[Action item]
Repeat verbatim, and only, the lines of the data below, beginning at the line that contains "Note to the class: find each instance of the mountain" and stopping after the line that contains "Target: mountain peak".

[Records for this task]
# # # # # # #
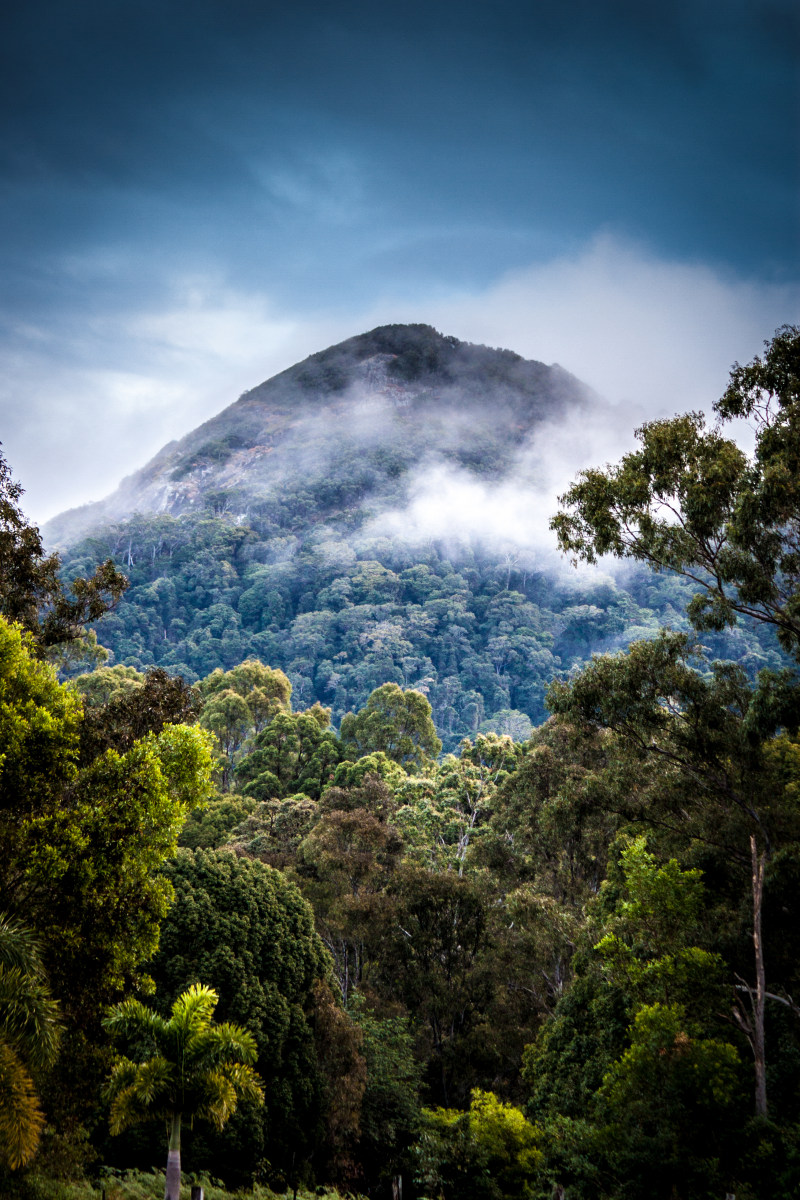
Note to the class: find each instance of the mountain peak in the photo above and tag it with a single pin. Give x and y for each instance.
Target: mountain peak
# # # # # # #
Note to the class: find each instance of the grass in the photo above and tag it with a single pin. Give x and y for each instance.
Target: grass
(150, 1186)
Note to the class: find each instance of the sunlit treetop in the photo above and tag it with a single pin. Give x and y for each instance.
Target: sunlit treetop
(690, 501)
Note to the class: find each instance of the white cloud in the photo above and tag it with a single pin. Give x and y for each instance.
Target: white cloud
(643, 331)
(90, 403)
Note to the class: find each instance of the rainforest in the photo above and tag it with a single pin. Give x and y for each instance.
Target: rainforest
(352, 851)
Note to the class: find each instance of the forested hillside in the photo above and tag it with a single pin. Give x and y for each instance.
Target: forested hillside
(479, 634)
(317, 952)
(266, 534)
# # # # # # #
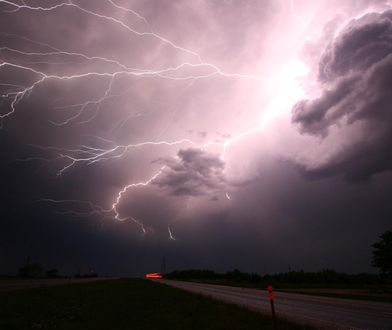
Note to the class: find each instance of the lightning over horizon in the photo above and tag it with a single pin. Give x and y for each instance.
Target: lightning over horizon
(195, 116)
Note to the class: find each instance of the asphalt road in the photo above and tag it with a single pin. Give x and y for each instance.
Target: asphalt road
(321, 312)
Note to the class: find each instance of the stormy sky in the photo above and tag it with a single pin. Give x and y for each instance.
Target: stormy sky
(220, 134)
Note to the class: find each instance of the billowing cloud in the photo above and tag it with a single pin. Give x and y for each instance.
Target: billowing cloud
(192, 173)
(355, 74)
# # # # # # #
[Output of the task]
Note to the class: find each instance of the mountain peak in the photo above and tag it with a single pin. Give x and y for each instance.
Target: mountain peak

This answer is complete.